==== Document text

Florence Foster Jenkins (2016)

florencefosterjenkins_2016_poster
  • Time: 110 min
  • Genre: Biography | Comedy | Drama
  • Director: Stephen Frears
  • Cast: Meryl Streep, Hugh Grant, Rebecca Ferguson, Simon Helberg

Storyline:

The story of Florence Foster Jenkins, a New York heiress who dreamed of becoming an opera singer, despite having a terrible singing voice.

3 reviews

  • The movie, Florence Foster Jenkins, is much more than a comic look at what the woman sang. There’s far more funnier things going on behind the scenes as people try to protect her. The script, direction, acting and all the technical aspects of this film work together perfectly.
    The script, by Nicholas Martin, doesn’t try to cram too much into the story. We find out what we need to know when we need to know it. The characters are written with clear intentions and distinct voices.
    The direction, from Stephen Frears, is exact and well-paced. He uses the camera well and his locations are often real. He does tend to use many close ups and ¾ shots but they work and they don’t reveal any of the modern stuff. There is one street scene that pans back from a single character to give us all of New York. Yes, a lot of it was CG work but a lot was not and the details were all there in both.
    Meryl Streep, as the title character, gives another of her award winning characterizations. Her face and body are so much in the character that every little move tells us something about Mrs. Jenkins. And she does her own singing and it’s not that easy to sing that badly and Streep’s character truly enjoys the music she thinks she making while Streep is singing badly.
    Hugh Grant plays St. Clair Bayfield, a British actor who has fallen in with Mrs. Jenkins but as time has gone on he really works are protecting her from those who would hurt her for her amateurish work. This character makes the greatest changes emotionally as he realizes how much Mrs. Jenkins really does mean to him.

========
==== Records supplied

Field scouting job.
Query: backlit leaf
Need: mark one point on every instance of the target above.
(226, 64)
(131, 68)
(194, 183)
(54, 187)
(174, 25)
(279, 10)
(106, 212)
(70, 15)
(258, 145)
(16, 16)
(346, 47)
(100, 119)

========

■ The tasks
A: Please list every cast member named in the cast line of the Florence Foster Jenkins page.
B: Copy the Florence Foster Jenkins page word for word from "Florence Foster Jenkins (2016)" to "terrible singing voice.".

■ Solutions to each task
A: Meryl Streep, Hugh Grant, Rebecca Ferguson, Simon Helberg

B:
Florence Foster Jenkins (2016)

florencefosterjenkins_2016_poster
  • Time: 110 min
  • Genre: Biography | Comedy | Drama
  • Director: Stephen Frears
  • Cast: Meryl Streep, Hugh Grant, Rebecca Ferguson, Simon Helberg

Storyline:

The story of Florence Foster Jenkins, a New York heiress who dreamed of becoming an opera singer, despite having a terrible singing voice.